■ **EXERCISE**: Copy all of the material below line for line, changing nothing.

■ **MATERIAL FOR THE TASK**:
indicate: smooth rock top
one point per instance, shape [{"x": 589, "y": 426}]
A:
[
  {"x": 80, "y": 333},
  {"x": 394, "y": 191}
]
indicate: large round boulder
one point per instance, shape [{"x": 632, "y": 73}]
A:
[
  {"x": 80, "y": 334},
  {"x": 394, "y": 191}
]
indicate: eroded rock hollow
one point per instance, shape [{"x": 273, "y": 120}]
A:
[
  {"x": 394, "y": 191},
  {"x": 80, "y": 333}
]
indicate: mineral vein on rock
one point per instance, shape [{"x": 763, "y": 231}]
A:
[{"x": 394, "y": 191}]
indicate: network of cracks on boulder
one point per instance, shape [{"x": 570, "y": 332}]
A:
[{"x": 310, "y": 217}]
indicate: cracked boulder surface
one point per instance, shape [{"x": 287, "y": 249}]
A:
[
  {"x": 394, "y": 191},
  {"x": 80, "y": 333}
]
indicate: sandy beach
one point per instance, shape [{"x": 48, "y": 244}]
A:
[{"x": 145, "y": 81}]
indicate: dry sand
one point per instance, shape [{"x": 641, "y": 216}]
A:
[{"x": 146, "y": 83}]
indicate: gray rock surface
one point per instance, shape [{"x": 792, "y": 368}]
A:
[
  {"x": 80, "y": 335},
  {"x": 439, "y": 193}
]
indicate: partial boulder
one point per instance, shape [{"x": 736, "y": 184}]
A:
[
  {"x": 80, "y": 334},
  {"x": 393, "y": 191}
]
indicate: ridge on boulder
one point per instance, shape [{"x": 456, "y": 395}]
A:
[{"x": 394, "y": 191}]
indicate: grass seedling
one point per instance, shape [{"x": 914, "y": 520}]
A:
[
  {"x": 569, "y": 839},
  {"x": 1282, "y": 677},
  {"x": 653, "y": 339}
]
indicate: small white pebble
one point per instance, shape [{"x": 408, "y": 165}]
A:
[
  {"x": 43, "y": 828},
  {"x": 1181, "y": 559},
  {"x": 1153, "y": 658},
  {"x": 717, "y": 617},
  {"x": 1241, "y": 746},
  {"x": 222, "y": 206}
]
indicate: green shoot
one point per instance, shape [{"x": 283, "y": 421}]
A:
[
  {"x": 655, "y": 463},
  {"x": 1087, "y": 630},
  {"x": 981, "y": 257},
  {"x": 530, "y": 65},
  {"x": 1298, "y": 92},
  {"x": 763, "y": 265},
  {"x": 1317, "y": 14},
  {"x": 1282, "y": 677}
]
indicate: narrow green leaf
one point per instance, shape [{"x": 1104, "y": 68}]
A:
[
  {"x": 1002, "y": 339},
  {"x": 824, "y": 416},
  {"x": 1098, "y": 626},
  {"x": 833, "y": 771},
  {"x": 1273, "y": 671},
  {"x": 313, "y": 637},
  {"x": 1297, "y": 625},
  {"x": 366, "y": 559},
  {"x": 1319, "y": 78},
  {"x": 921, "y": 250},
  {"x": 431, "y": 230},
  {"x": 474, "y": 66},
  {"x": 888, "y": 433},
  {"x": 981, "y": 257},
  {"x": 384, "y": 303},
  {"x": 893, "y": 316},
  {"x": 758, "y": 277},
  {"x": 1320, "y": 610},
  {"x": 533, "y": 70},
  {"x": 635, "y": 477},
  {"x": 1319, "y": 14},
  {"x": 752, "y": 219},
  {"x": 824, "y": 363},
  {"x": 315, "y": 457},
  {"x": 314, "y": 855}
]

■ **FINAL RESULT**:
indicate: smooth rock top
one point per instance, shape [{"x": 589, "y": 426}]
A:
[
  {"x": 80, "y": 333},
  {"x": 394, "y": 191}
]
indicate: large round boulder
one point per instance, shape [{"x": 632, "y": 73}]
A:
[
  {"x": 80, "y": 334},
  {"x": 394, "y": 191}
]
indicate: eroded rock hollow
one point per instance, shape [{"x": 273, "y": 120}]
A:
[
  {"x": 394, "y": 191},
  {"x": 80, "y": 333}
]
indicate: mineral vein on rock
one point per instance, shape [{"x": 763, "y": 231}]
A:
[{"x": 394, "y": 191}]
indicate: network of cracks on boulder
one point per instance, shape [{"x": 570, "y": 332}]
A:
[{"x": 310, "y": 217}]
indicate: cracked boulder surface
one point per instance, shape [{"x": 287, "y": 249}]
A:
[
  {"x": 394, "y": 191},
  {"x": 80, "y": 333}
]
indicate: sandy beach
one point per instance, shape [{"x": 48, "y": 244}]
A:
[{"x": 145, "y": 81}]
indicate: dry sand
one point per instance, shape [{"x": 641, "y": 216}]
A:
[{"x": 146, "y": 83}]
indicate: gray rock surface
one point per instance, shape [{"x": 792, "y": 368}]
A:
[
  {"x": 80, "y": 335},
  {"x": 439, "y": 193}
]
indicate: partial boulder
one point per instance, shape [{"x": 736, "y": 184}]
A:
[
  {"x": 80, "y": 334},
  {"x": 393, "y": 191}
]
indicate: ridge on boulder
one point per instance, shape [{"x": 456, "y": 395}]
A:
[{"x": 394, "y": 191}]
indicate: grass seedling
one point per instance, shape [{"x": 914, "y": 520}]
A:
[
  {"x": 569, "y": 839},
  {"x": 1282, "y": 677},
  {"x": 653, "y": 339}
]
indicate: small white pebble
one point per instance, shape [{"x": 408, "y": 165}]
A:
[
  {"x": 43, "y": 828},
  {"x": 1181, "y": 559},
  {"x": 1153, "y": 658},
  {"x": 717, "y": 617},
  {"x": 1241, "y": 746},
  {"x": 222, "y": 206}
]
indicate: green shoot
one point per instance, shape [{"x": 283, "y": 421}]
A:
[
  {"x": 655, "y": 463},
  {"x": 1087, "y": 630},
  {"x": 981, "y": 257},
  {"x": 530, "y": 65},
  {"x": 1298, "y": 92},
  {"x": 763, "y": 265},
  {"x": 1317, "y": 14},
  {"x": 1282, "y": 677}
]
indicate: narrow green leaf
one point per instance, shape [{"x": 1104, "y": 68}]
A:
[
  {"x": 1002, "y": 339},
  {"x": 824, "y": 416},
  {"x": 1098, "y": 626},
  {"x": 833, "y": 771},
  {"x": 1273, "y": 671},
  {"x": 313, "y": 637},
  {"x": 1297, "y": 625},
  {"x": 366, "y": 559},
  {"x": 1319, "y": 78},
  {"x": 921, "y": 250},
  {"x": 431, "y": 230},
  {"x": 474, "y": 66},
  {"x": 888, "y": 433},
  {"x": 981, "y": 257},
  {"x": 384, "y": 303},
  {"x": 893, "y": 316},
  {"x": 758, "y": 277},
  {"x": 1320, "y": 610},
  {"x": 533, "y": 70},
  {"x": 635, "y": 477},
  {"x": 1319, "y": 14},
  {"x": 752, "y": 219},
  {"x": 824, "y": 363},
  {"x": 315, "y": 457},
  {"x": 314, "y": 855}
]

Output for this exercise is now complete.